- [CONSIGNE]: Rédigez la suite du texte consacré à la sécularisation et au retour du religieux, en reprenant après sa dernière phrase.

- [TEXTE]:
>>>

Pour Denise Torgemane, en hommage amical

   Nos sociétés occidentales emboîtent le pas du processus de sécularisation, la réactivation d’un certain religieux, et le besoin d’une ré-appropriation des sacro-saintes « valeurs »... Comment comprendre ces phénomènes d’aujourd’hui ?

Le terme de « sécularisation » est lié à ce qu’on appelle la modernité tardive (la post-modernité étant née avec la chute du mur de Berlin). Notre époque présente, sécularisée, est marquée par le positivisme, le relativisme, le nihilisme, une critique de la raison réduite à la raison instrumentale. L’homme contemporain aspire en même temps à une raison plus complexe : éthique, esthétique... une raison plus méditative, répondant au positivisme de la raison des Lumières qui ne voit de vérité que dans les résultats expérimentaux des sciences de la nature. L’homme moderne se tourne volontiers vers les sagesses, notamment orientales, plutôt que vers les religions instituées, contraignantes par leur dogmatisme, et qui ne satisfont pas les besoins de l’homme moderne. C’est ainsi que s’est effectué l’exode de certains catholiques vers les sectes, ou les religions archaïques. De sorte que le retour du religieux coïncide avec un individualisme exacerbé, à la recherche d’un nouvel équilibre intérieur rendu nécessaire au cœur d’un monde complexe et cosmopolite. Max Weber avait noté le désenchantement du monde, il s’agit de le ré-enchanter. Le divin refoulé par le processus de sécularisation ré-apparaît soudain.

<<<

- [DONNÉES]:
>>>

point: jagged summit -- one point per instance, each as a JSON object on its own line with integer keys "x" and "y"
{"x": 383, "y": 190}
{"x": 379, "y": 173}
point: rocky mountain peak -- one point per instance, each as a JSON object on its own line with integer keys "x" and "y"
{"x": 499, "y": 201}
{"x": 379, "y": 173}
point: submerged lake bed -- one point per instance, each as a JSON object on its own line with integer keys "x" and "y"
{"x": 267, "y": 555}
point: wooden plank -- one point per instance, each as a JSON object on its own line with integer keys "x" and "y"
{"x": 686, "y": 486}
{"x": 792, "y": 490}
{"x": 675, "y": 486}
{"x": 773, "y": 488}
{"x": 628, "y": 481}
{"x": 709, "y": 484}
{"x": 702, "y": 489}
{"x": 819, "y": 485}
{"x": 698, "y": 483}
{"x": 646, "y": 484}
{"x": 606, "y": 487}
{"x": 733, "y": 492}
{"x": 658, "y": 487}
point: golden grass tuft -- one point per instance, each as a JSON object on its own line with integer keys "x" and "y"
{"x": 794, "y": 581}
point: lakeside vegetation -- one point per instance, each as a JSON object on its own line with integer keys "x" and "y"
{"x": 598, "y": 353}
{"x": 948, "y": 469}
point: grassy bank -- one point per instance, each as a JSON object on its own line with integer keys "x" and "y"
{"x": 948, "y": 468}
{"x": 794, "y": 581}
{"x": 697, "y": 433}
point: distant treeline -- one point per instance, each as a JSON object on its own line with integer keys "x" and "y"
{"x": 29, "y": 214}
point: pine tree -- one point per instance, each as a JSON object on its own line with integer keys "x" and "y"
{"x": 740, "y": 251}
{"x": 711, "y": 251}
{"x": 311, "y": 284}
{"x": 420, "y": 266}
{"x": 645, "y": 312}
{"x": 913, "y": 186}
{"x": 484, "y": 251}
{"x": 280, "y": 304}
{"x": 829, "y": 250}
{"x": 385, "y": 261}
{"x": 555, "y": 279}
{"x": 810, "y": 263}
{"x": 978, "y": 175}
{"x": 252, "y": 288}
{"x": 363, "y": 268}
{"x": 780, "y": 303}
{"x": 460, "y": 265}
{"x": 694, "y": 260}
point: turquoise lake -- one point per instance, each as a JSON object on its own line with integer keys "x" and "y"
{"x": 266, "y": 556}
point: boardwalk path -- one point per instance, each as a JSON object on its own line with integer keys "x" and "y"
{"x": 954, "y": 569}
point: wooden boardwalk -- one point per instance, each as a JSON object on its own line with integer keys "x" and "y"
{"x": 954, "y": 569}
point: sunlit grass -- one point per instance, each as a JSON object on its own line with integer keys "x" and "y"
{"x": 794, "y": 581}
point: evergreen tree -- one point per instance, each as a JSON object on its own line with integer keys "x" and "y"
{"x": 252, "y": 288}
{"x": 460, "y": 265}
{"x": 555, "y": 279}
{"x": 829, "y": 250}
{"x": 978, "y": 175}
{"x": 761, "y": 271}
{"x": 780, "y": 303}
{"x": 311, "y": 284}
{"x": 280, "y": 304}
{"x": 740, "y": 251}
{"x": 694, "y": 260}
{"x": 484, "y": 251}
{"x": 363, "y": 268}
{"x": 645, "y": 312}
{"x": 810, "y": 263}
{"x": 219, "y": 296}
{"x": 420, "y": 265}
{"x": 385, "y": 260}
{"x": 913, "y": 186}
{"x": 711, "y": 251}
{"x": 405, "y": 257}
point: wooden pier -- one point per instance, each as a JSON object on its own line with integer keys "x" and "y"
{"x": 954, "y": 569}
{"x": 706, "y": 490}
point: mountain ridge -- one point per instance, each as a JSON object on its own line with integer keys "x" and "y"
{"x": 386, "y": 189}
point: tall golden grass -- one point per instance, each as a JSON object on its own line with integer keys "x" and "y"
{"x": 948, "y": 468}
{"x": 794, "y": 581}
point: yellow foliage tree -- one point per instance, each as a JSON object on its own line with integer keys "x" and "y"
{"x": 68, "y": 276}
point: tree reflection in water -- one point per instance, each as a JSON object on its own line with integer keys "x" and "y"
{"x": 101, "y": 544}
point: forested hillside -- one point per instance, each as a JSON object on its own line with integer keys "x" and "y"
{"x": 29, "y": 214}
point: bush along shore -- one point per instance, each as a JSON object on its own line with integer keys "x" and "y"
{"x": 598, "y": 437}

<<<
>>>

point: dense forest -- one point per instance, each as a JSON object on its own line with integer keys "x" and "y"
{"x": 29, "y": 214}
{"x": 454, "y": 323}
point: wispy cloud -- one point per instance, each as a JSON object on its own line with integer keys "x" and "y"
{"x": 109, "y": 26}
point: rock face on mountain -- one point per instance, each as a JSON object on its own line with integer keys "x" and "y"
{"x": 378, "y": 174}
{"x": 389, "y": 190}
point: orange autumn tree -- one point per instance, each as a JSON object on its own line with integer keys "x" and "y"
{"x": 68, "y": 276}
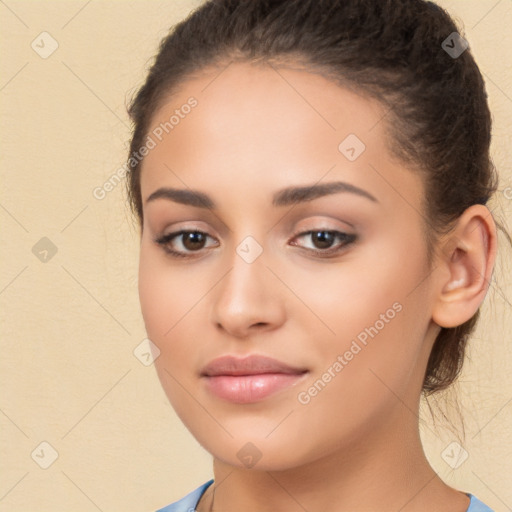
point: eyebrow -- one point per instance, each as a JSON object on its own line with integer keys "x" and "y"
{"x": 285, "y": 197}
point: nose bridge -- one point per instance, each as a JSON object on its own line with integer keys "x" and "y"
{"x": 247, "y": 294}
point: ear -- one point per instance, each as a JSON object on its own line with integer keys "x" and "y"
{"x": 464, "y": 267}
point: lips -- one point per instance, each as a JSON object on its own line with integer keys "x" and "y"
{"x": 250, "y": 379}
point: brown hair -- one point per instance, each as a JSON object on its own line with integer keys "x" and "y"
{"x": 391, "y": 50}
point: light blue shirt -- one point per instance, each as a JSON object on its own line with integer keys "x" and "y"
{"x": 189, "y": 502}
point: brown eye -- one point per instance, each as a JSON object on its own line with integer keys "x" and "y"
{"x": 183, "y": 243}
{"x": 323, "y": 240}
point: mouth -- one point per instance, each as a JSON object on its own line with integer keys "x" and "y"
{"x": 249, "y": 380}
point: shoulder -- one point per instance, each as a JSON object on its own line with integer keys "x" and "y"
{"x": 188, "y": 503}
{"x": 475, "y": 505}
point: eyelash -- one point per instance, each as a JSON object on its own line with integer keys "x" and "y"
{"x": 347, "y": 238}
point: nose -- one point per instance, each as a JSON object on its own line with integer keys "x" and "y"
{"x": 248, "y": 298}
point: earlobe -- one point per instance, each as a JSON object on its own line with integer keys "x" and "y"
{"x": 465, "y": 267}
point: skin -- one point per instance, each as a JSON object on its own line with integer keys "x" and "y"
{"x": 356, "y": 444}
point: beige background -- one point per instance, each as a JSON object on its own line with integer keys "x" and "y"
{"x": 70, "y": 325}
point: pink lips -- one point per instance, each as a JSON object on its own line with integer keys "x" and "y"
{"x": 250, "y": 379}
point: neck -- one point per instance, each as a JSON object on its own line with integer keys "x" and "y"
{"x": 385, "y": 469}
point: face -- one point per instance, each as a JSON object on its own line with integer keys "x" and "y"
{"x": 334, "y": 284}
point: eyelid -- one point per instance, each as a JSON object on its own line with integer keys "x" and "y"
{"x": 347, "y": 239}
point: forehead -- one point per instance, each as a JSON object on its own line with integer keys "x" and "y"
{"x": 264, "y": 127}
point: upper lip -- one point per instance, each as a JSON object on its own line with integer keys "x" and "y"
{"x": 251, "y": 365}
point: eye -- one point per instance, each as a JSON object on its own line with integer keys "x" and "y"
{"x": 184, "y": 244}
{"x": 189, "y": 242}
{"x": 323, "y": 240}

<<<
>>>

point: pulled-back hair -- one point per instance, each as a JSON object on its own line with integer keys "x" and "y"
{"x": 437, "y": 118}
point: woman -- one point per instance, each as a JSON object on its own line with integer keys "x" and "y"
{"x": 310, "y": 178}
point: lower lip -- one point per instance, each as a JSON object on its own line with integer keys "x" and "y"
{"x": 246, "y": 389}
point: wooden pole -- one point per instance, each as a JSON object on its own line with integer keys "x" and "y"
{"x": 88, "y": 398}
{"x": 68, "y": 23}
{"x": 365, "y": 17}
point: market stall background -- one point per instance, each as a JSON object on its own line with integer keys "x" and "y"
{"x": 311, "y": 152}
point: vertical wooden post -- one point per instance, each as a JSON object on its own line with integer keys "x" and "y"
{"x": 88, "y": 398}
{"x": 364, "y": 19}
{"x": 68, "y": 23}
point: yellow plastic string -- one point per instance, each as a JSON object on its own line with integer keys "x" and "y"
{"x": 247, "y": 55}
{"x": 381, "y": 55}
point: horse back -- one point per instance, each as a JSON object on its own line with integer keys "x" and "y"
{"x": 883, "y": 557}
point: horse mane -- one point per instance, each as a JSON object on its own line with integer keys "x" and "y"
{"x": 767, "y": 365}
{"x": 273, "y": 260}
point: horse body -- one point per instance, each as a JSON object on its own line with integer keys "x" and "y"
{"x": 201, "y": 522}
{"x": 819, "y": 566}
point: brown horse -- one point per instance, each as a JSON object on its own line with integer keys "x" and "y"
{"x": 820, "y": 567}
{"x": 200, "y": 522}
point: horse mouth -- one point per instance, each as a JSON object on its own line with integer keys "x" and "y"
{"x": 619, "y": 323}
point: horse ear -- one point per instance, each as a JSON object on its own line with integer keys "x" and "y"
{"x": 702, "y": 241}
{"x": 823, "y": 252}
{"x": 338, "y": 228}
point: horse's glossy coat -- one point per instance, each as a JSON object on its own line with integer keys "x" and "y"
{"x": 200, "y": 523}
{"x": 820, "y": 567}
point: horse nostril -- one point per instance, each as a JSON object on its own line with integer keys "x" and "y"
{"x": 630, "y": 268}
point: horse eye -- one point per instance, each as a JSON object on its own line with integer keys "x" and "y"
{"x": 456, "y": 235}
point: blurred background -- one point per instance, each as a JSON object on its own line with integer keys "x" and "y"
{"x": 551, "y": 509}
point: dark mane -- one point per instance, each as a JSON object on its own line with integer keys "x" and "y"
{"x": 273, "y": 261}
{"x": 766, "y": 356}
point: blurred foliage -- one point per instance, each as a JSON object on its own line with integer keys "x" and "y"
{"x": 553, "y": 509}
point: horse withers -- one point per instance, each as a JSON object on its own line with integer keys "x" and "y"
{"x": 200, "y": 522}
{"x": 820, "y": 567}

<<<

- [RÉSULTAT ATTENDU]:
Si les sociétés occidentales aspirent à un retour des « valeurs », la tâche d’aujourd’hui nous oriente du côté de la ré-interprétation des Écritures et de la Tradition de l’Église. Le travail d’exégèse, d’histoire des doctrines chrétiennes a été entamé voilà cent ans, libérant la lecture critique des Écritures, consistant à abandonner toute conception métaphysique et absolutiste de la vérité, afin de se pencher sur une vérité manifestée dans l’histoire, une vérité à portée universelle, qui vaut pour toutes les cultures. Il s’agit de relativiser la question éculée autour de « l’existence de Dieu », que tournent en dérision ceux qui méconnaissent les travaux de St Anselme de Canterbury ou de St Thomas d’Aquin, et d’aller à Jésus de Nazareth au risque d’y trouver Jésus-Christ, vrai homme et vrai Dieu. Peut-être alors, serions-nous amenés à discerner des indices de transcendance dans l’humain authentique, comme potentiel de Révélation, passion de l’amour et de la souffrance ou « expériences du seuil », pour le dire comme Jean-Pierre Jossua. En d’autres termes, il s’agit de discerner la transcendance au-delà du monde de la conscience, comme Être inaccessible garant du sens de l’existence du monde de l’expérience. N’est-ce pas là que se situe le cœur du religieux, par-delà l’immanence finie de l’homme, en référence à la transcendance révélée ?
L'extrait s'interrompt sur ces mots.